#### TASK
In this exercise, the entries below are to be transcribed exactly, line by line.
### MATERIAL FOR THE TASK ###
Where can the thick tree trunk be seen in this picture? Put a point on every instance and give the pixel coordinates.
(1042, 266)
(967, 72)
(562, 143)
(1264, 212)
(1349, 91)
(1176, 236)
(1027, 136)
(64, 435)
###
#### YOUR RESPONSE
Where can the thick tree trunk be seen in this picture? Put a point on every instance and give the pixel coordinates.
(1042, 266)
(967, 72)
(562, 143)
(1264, 212)
(1349, 91)
(1176, 236)
(1027, 136)
(64, 435)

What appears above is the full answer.